● AIM
Render the material below as a JSON list of strings, one string per line with blank lines omitted. Start at the line containing "The response MUST carry one point per instance of the black" and continue through the last line of the material, including both.

(Rows from a pointing dataset)
- - - - - - -
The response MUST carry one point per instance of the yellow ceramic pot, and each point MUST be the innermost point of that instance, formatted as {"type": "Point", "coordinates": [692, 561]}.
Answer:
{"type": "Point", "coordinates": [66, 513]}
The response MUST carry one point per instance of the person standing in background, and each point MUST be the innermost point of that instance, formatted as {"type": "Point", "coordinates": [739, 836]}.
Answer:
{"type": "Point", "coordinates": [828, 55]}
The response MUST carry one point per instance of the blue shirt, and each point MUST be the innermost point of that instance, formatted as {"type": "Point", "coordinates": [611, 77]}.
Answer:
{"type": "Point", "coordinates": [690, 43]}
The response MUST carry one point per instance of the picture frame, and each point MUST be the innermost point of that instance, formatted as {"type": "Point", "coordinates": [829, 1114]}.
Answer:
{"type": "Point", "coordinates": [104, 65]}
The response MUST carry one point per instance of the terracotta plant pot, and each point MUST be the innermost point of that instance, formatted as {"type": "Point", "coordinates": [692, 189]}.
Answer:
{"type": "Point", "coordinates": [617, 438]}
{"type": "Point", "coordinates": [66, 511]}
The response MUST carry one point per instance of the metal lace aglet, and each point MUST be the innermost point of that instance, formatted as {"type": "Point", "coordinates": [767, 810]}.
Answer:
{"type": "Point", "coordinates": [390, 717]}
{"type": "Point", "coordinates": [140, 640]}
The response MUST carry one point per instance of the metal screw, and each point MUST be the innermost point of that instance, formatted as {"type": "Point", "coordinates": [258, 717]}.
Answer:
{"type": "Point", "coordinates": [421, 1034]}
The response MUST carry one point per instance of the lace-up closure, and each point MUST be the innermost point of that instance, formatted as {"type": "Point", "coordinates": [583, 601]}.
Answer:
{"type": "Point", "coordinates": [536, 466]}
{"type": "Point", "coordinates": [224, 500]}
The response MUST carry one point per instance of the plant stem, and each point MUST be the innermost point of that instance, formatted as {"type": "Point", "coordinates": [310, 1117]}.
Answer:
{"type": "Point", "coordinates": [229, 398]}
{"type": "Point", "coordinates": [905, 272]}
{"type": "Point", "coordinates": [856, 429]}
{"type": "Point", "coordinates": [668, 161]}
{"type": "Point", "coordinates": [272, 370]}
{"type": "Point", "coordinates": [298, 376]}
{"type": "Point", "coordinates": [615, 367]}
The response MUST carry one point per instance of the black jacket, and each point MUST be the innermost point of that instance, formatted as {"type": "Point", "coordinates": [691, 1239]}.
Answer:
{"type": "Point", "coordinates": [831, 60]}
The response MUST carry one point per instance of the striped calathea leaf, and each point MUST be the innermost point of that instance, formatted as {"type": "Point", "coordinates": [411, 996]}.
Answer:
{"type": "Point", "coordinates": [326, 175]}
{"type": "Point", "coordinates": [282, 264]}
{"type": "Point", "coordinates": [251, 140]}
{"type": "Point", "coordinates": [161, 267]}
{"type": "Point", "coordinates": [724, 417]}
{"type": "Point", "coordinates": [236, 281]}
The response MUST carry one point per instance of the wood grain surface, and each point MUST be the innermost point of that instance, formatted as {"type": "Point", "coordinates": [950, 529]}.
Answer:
- - - - - - -
● EXERCISE SOLUTION
[
  "The response MUST carry one point per instance of the black jacket, and each point MUST be the innermost point of that instance, formatted as {\"type\": \"Point\", \"coordinates\": [691, 1239]}.",
  "Answer:",
  "{\"type\": \"Point\", \"coordinates\": [831, 60]}",
  "The response MUST carry one point per instance of the striped calathea leaf, and each point MUST be the innermost point of that instance, formatted as {\"type\": \"Point\", \"coordinates\": [411, 996]}.",
  "Answer:",
  "{\"type\": \"Point\", \"coordinates\": [326, 175]}",
  "{\"type\": \"Point\", \"coordinates\": [282, 264]}",
  "{\"type\": \"Point\", \"coordinates\": [251, 140]}",
  "{\"type\": \"Point\", \"coordinates\": [161, 267]}",
  "{\"type\": \"Point\", \"coordinates\": [724, 417]}",
  "{\"type\": \"Point\", \"coordinates\": [236, 281]}",
  "The response MUST carry one point per instance of the wood grain surface, and each point MUST be the innermost point of that instance, formatted as {\"type\": \"Point\", \"coordinates\": [950, 529]}.",
  "Answer:"
]